## Texto para leitura:
=-=-=-=-=
Como a mudança na sombra de uma haste ou poste pode ajudar a compreender o formato da Terra

1 - Introdução

Polaris é uma estrela do tipo variável, de magnitude 1,95 e também é conhecida como “estrela do norte". Apesar de ter sido muito utilizada nas antigas navegações que ainda não contavam com satélites e GPS, Polaris não pode ser vista por qualquer observador na Terra. A estrela está localizada no pólo norte celeste e, se um observador se move na direção sul, deixará de observá-la a medida que se aproxima da Linha do Equador. A geometria esférica da Terra diminui a distância até o horizonte e esconde os objetos, a medida que nos afastamos do Norte geográfico e celeste.

No século XVI, Fernão de Magalhães atravessa o mundo circular de Leste a Oeste, confirmando a forma que já se observava na sombra do planeta Terra projetada na Lua durante os eclipses. No século anterior a Fernão, em 1478, Johannes de Sacro Bosco publica o Tractatus de sphæra[1], onde apresenta as várias evidências de que a Terra é redonda além de explorar o formato circular das órbitas aparentes dos demais planetas. Muito antes da exploração espacial, a humanidade tinha motivos suficientes para acreditar que a Terra era esférica. A crença de que os antigos acreditavam que a Terra era plana não se sustenta.
=-=-=-=-=
## Registros extraídos:
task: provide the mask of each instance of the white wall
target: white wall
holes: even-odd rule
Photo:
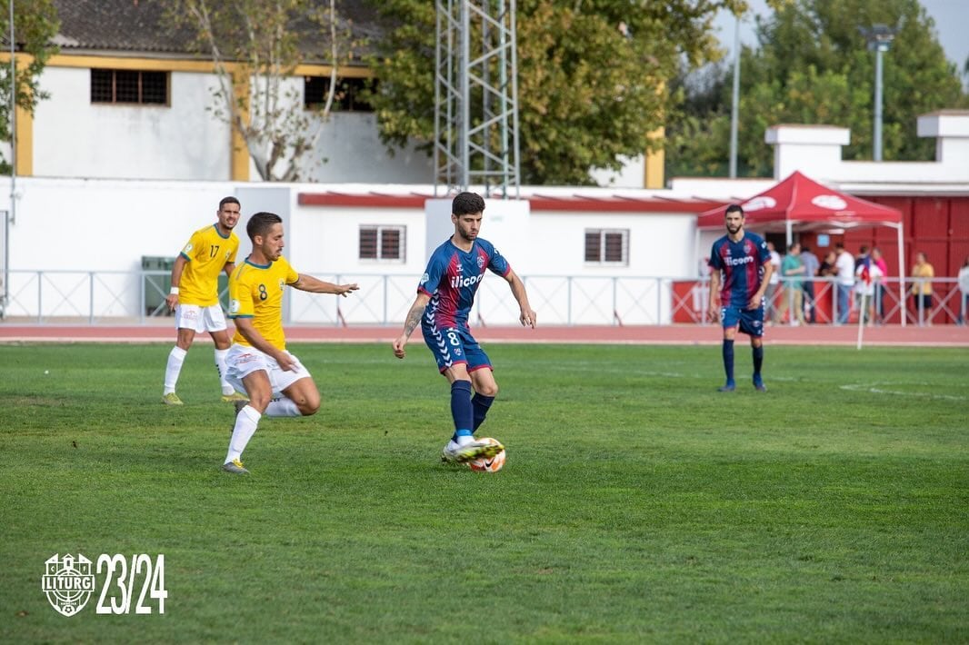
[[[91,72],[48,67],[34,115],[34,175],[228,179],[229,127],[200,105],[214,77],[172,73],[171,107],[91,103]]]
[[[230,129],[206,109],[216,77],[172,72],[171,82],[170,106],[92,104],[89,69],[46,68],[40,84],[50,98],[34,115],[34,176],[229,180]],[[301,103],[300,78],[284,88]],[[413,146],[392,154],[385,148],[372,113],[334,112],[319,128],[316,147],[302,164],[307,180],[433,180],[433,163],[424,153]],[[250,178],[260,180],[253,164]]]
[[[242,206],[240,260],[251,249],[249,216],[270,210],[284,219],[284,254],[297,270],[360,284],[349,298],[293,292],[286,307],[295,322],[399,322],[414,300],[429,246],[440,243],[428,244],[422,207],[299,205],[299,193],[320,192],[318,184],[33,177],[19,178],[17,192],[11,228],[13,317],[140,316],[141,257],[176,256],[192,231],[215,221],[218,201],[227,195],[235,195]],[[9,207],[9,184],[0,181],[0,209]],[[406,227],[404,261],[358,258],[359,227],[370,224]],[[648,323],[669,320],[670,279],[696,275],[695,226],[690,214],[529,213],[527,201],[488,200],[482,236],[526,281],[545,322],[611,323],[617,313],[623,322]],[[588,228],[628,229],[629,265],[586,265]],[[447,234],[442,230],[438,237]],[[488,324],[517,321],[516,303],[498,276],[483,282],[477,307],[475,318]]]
=-=-=-=-=
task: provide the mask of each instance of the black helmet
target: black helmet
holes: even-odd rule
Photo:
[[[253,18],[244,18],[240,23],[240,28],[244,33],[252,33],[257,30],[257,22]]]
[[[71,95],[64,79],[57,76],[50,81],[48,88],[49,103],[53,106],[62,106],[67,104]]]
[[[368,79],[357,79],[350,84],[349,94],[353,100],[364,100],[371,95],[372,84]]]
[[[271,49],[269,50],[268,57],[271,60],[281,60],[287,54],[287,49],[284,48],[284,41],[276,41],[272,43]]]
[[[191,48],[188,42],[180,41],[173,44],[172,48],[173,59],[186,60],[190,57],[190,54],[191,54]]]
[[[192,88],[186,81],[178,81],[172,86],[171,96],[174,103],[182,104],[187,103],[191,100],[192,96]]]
=-=-=-=-=
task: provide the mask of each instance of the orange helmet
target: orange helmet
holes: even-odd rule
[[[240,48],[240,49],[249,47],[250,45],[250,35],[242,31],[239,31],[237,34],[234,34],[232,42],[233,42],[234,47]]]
=-=-=-=-=
## Enunciado:
Transcreva na íntegra, sem nenhuma alteração, o texto acima sobre a sombra de uma haste e o formato da Terra.

## Resolução:
Como a mudança na sombra de uma haste ou poste pode ajudar a compreender o formato da Terra

1 - Introdução

Polaris é uma estrela do tipo variável, de magnitude 1,95 e também é conhecida como “estrela do norte". Apesar de ter sido muito utilizada nas antigas navegações que ainda não contavam com satélites e GPS, Polaris não pode ser vista por qualquer observador na Terra. A estrela está localizada no pólo norte celeste e, se um observador se move na direção sul, deixará de observá-la a medida que se aproxima da Linha do Equador. A geometria esférica da Terra diminui a distância até o horizonte e esconde os objetos, a medida que nos afastamos do Norte geográfico e celeste.

No século XVI, Fernão de Magalhães atravessa o mundo circular de Leste a Oeste, confirmando a forma que já se observava na sombra do planeta Terra projetada na Lua durante os eclipses. No século anterior a Fernão, em 1478, Johannes de Sacro Bosco publica o Tractatus de sphæra[1], onde apresenta as várias evidências de que a Terra é redonda além de explorar o formato circular das órbitas aparentes dos demais planetas. Muito antes da exploração espacial, a humanidade tinha motivos suficientes para acreditar que a Terra era esférica. A crença de que os antigos acreditavam que a Terra era plana não se sustenta.